[Source data]
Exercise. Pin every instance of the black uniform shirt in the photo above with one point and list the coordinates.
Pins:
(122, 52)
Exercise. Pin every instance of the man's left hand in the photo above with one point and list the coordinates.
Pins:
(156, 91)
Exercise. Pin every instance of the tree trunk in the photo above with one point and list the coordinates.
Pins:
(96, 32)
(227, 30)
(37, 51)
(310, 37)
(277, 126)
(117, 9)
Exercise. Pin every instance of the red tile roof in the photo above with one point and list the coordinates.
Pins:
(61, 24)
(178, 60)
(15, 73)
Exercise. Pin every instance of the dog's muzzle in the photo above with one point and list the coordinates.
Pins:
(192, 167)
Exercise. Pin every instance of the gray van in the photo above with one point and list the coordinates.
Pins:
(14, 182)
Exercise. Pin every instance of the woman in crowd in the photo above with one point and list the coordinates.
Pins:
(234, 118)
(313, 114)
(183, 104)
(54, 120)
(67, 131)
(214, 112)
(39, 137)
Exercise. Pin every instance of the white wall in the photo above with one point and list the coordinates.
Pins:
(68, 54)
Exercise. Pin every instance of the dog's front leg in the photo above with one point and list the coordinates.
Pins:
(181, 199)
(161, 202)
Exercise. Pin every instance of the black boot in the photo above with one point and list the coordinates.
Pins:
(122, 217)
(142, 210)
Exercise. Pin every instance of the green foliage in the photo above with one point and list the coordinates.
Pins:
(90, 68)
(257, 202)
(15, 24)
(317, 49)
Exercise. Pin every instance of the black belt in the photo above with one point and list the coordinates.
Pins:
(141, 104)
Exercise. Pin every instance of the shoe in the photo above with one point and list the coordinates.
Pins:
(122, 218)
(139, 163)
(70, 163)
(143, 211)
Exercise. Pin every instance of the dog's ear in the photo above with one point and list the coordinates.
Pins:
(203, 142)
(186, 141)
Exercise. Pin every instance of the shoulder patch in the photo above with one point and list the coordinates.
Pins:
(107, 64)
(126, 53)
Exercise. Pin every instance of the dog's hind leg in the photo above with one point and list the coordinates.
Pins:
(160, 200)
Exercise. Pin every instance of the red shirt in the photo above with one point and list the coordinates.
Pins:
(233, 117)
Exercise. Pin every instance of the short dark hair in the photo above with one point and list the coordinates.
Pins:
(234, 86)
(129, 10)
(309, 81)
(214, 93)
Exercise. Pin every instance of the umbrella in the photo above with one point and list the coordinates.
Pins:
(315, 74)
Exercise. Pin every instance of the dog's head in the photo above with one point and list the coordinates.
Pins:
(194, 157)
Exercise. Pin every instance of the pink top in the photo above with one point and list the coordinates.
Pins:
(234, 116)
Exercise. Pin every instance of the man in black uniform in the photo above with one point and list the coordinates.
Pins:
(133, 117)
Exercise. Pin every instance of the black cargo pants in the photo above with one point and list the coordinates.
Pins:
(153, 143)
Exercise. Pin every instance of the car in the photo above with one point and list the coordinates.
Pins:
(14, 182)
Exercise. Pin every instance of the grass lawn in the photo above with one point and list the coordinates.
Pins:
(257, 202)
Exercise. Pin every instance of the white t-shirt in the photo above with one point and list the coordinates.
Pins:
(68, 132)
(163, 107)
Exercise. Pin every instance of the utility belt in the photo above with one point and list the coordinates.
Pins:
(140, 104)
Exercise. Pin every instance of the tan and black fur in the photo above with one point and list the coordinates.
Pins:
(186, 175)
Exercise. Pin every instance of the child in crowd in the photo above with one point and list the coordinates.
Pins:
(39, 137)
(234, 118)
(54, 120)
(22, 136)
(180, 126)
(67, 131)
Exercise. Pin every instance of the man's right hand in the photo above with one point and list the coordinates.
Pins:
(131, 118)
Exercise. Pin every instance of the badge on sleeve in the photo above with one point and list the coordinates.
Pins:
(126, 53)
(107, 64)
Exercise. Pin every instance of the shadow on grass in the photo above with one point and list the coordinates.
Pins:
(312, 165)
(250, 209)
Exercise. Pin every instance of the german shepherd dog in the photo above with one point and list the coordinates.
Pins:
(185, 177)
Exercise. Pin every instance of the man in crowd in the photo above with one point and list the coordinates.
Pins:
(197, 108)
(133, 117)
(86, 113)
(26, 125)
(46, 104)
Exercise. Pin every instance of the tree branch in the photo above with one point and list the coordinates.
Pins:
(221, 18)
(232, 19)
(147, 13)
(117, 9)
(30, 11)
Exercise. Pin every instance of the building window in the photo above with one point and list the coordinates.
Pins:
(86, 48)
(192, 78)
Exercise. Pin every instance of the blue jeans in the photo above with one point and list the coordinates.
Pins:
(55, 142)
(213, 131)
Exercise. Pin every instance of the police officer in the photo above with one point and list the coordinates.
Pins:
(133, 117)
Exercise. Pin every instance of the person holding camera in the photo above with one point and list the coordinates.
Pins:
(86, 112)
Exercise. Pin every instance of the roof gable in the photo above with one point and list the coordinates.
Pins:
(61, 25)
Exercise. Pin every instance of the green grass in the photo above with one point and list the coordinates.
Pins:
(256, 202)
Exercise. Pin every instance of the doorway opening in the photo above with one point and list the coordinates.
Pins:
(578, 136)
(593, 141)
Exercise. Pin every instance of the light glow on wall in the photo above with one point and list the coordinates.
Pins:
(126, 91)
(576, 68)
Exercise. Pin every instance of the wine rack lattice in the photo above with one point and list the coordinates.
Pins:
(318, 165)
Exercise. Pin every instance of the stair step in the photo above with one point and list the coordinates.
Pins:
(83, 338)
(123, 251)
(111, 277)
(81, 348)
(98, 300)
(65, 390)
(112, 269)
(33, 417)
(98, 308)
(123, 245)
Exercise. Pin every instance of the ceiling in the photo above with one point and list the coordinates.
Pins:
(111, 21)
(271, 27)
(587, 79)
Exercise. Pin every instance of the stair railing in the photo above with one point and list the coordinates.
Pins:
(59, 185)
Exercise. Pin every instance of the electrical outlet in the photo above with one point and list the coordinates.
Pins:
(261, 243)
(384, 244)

Task item » An exact copy of every entry is the expected result.

Answer to this exercise »
Exercise. Pin every instance of the black uniform shirt in the photo above with one point and list the coordinates.
Pins:
(122, 52)
Exercise. Pin every instance of the man's left hand in the photo above with one point and list the coordinates.
Pins:
(156, 91)
Exercise. Pin every instance of the tree trunk in the photo above with one point and list the coordinates.
Pins:
(96, 32)
(227, 30)
(37, 51)
(310, 37)
(277, 126)
(117, 9)
Exercise. Pin every instance of the red tile roof in the photo above with one point and list the coordinates.
Pins:
(61, 24)
(178, 60)
(15, 73)
Exercise. Pin every instance of the dog's muzzle in the photo above with one point and list the coordinates.
Pins:
(192, 167)
Exercise. Pin every instance of the gray van in the photo above with one point and list the coordinates.
Pins:
(14, 182)
Exercise. Pin every instance of the woman in crowd in the photo above with one point and list the coordinates.
Pins:
(234, 118)
(313, 114)
(183, 104)
(54, 120)
(67, 131)
(214, 112)
(39, 137)
Exercise. Pin every instance of the white wall in the photo above with one point and list the coordinates.
Pins:
(68, 54)
Exercise. Pin every instance of the dog's front leg in the photo above with one point and list the coordinates.
Pins:
(181, 199)
(161, 202)
Exercise. Pin every instance of the black boot in the photo above with one point and list the coordinates.
Pins:
(122, 217)
(142, 210)
Exercise. Pin every instance of the green foliage in the photo above with one point and list the coordinates.
Pins:
(90, 68)
(257, 202)
(15, 24)
(317, 49)
Exercise. Pin every instance of the black belt in the photo above with one point and list the coordinates.
Pins:
(141, 104)
Exercise. Pin every instance of the shoe in the photo above with one point and list the coordinates.
Pins:
(122, 218)
(139, 163)
(70, 163)
(143, 211)
Exercise. Pin every instance of the dog's ear in the photo above with one point and list the coordinates.
Pins:
(203, 142)
(186, 141)
Exercise. Pin every instance of the shoulder patch in the photo above with one point and list the coordinates.
Pins:
(107, 64)
(126, 53)
Exercise. Pin every instance of the dog's hind leg in the photo above with one point and list the coordinates.
Pins:
(160, 200)
Exercise. Pin every instance of the red shirt in the photo above with one point and list the coordinates.
Pins:
(233, 117)
Exercise. Pin every instance of the short dark hair in the photo above with one point and list the coordinates.
Pins:
(234, 86)
(129, 10)
(309, 81)
(214, 93)
Exercise. Pin every instance of the umbrella in the photo above with one point and list the coordinates.
Pins:
(315, 74)
Exercise. Pin every instance of the dog's head in the photo above with one point and list the coordinates.
Pins:
(194, 157)
Exercise. Pin every instance of the pink top in the photo above with one point and list the coordinates.
Pins:
(234, 116)
Exercise. Pin every instance of the man in black uniform in the photo above with one point and list the coordinates.
Pins:
(133, 117)
Exercise. Pin every instance of the black cargo pants in the photo above with one point and list the coordinates.
Pins:
(153, 143)
Exercise. Pin every instance of the car in the photo above with one point and list the coordinates.
Pins:
(14, 182)
Exercise. Pin every instance of the grass lawn in the photo above with one point and list the coordinates.
Pins:
(257, 202)
Exercise. Pin every instance of the white t-shirt in the photo above with one point and list the coordinates.
Pins:
(68, 132)
(163, 107)
Exercise. Pin every instance of the utility belt in the photo above with one point and list the coordinates.
Pins:
(140, 104)
Exercise. Pin every instance of the tan and black fur in the photo above with one point and list the coordinates.
Pins:
(186, 175)
Exercise. Pin every instance of the child in crowd in the photo above with one point and list the coordinates.
Pins:
(39, 137)
(234, 118)
(54, 120)
(22, 136)
(180, 126)
(67, 131)
Exercise. Pin every instance of the man's right hand in the photo above with one point and list the coordinates.
Pins:
(131, 118)
Exercise. Pin every instance of the badge on sleeve in the photo above with one point and list the coordinates.
Pins:
(126, 53)
(107, 64)
Exercise. Pin every instance of the shadow on grass in the photo above with one point and list the coordinates.
Pins:
(312, 165)
(250, 209)
Exercise. Pin every instance of the german shepherd dog in the photo above with one point and list the coordinates.
Pins:
(185, 177)
Exercise. Pin every instance of the man in crowd in the photo above with one point and list the coordinates.
Pins:
(197, 108)
(133, 117)
(86, 113)
(26, 125)
(46, 104)
Exercise. Pin every instance of the tree branch in the photo above with one point and list the coordinates.
Pins:
(221, 18)
(232, 19)
(147, 13)
(117, 9)
(30, 11)
Exercise. Pin every instance of the building window in the photo above with one point and list the coordinates.
Pins:
(86, 48)
(192, 78)
Exercise. Pin every instance of the blue jeans in the photo above with one point and list the coordinates.
Pins:
(55, 142)
(213, 131)
Exercise. Pin every instance of the police officer in the photo above with one point and list the coordinates.
Pins:
(133, 117)
Exercise. Pin every instance of the person holding camera in the photo above with one point and list the coordinates.
Pins:
(86, 112)
Exercise. Pin every instance of the roof gable in the photo above with one point and list the coordinates.
Pins:
(61, 25)
Exercise. Pin every instance of the green grass in the photo above with one point and list the coordinates.
Pins:
(256, 202)
Exercise. Pin every instance of the doorway opening in the photo above with one point and list the coordinates.
Pins:
(578, 136)
(593, 141)
Exercise. Pin every instance of the light glow on wall in the photo above with one point and list the coordinates.
Pins:
(126, 91)
(576, 68)
Exercise. Pin every instance of the wine rack lattice in the photo above with one point and list the coordinates.
Pins:
(318, 165)
Exercise. Pin every instance of the stair step in the photo above with one point and list the coordinates.
Pins:
(83, 338)
(123, 251)
(111, 277)
(81, 348)
(98, 300)
(65, 390)
(112, 269)
(33, 417)
(98, 308)
(123, 245)
Exercise. Pin every instance of the ceiling in the photo above with one point and list the coordinates.
Pins:
(111, 21)
(271, 27)
(587, 79)
Exercise. Pin every instance of the stair railing in the photo above with one point and list the coordinates.
Pins:
(59, 185)
Exercise. Pin every instance of the electrical outlet in the photo above with one point and list the coordinates.
Pins:
(261, 243)
(384, 244)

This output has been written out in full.